_The tasks_
1) Answer these questions from the pinhole-photography thread:
(a) What does the opening message say causes lack of sharpness in pinhole images?
(b) To what f-stop does the reply say a lens can be stopped down to get a pinhole-like shot?
(c) What percentage of the time does the reply say sharpening added to a scanned pinhole shot corrects problems caused by scanning?
2) Duplicate the stretch of the pinhole-photography thread from "Sent: Wednesday, December" through "because you can't.".

2002-12-11 Thread erickson
It occurs to me that lack of sharpness in pinhole images is not inherent to
the nature of diffraction photography. It is caused by lack of precision in
matching the diameter of the pinhole to the distance to the film, or in less
than perfect pinholes. Thus it could be said to be a lovable blemish
attributable to the operator rather than an essential characteristic of the
process to be defended against heresy. Or something like that.
- Original Message -
From: Mike Vande Bunt mike.vandeb...@mixcom.com
To: pinhole-discussion@p at ???
Sent: Wednesday, December 11, 2002 1:04 AM
Subject: Re: [pinhole-discussion] wondering


 I understand the sentiment expressed here, but the short answer is
 because you can't.

 There is no practical way to manipulate a lens photo to make it look
 like one shot with a pinhole. You can make it fizzy, but that's not the
 same thing.  (If you stop a lens down to f/125 you can get a pinhol-
 like shot, but you can get the same shot by stopping the lens down to
 f/125 and removing all the glass elements from it...)

 I would say that 95% of the time, sharpening added added to a scanned
 pinhole shot is to correct for problems caused by the scanning process.

_Information provided_
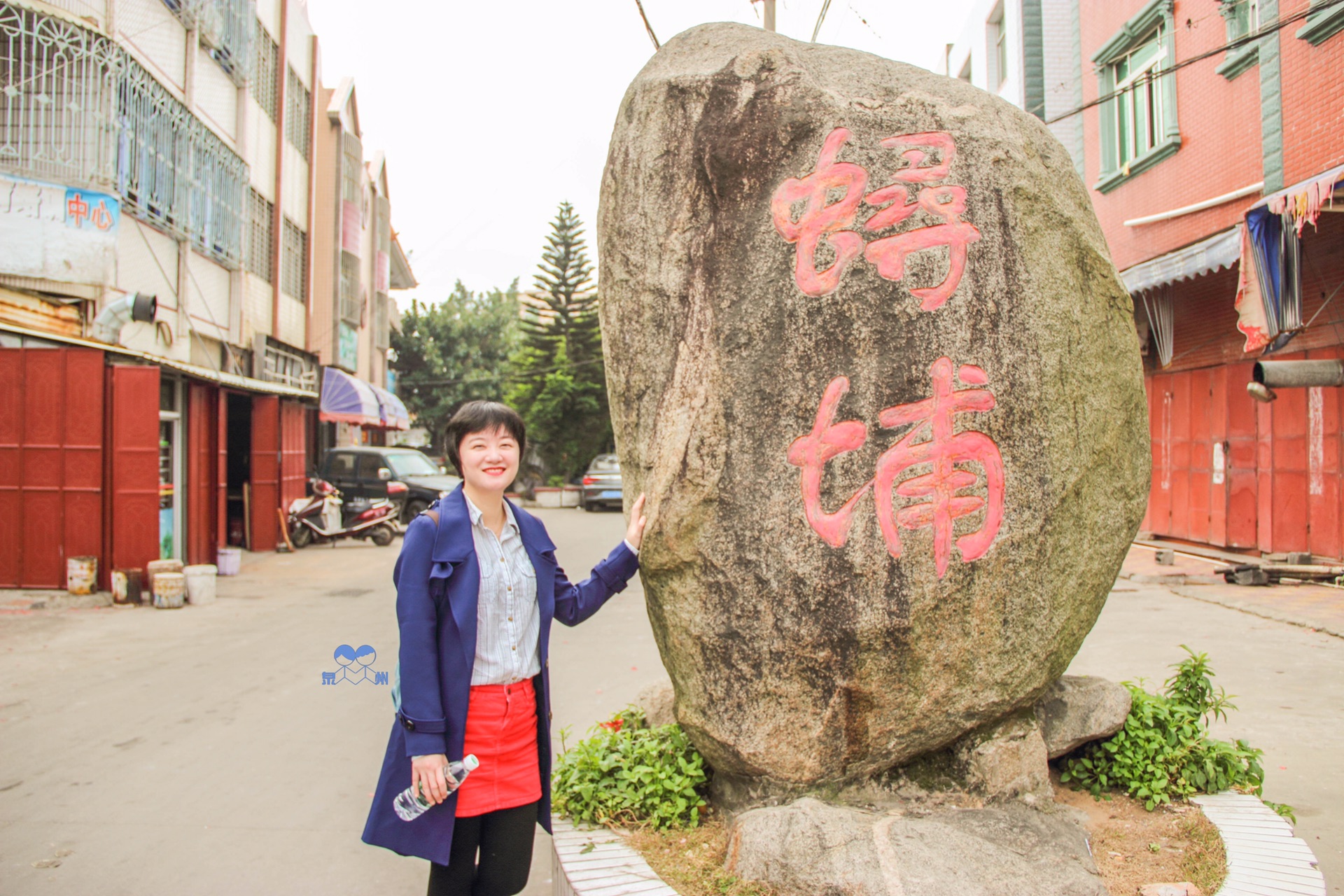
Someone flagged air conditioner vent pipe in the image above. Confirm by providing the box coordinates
[1252,361,1344,390]
[92,293,159,345]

_Expected answers_
1)
(a) Lack of precision in matching the diameter of the pinhole to the distance to the film, or less than perfect pinholes.
(b) f/125.
(c) 95%.

2)
Sent: Wednesday, December 11, 2002 1:04 AM
Subject: Re: [pinhole-discussion] wondering


 I understand the sentiment expressed here, but the short answer is
 because you can't.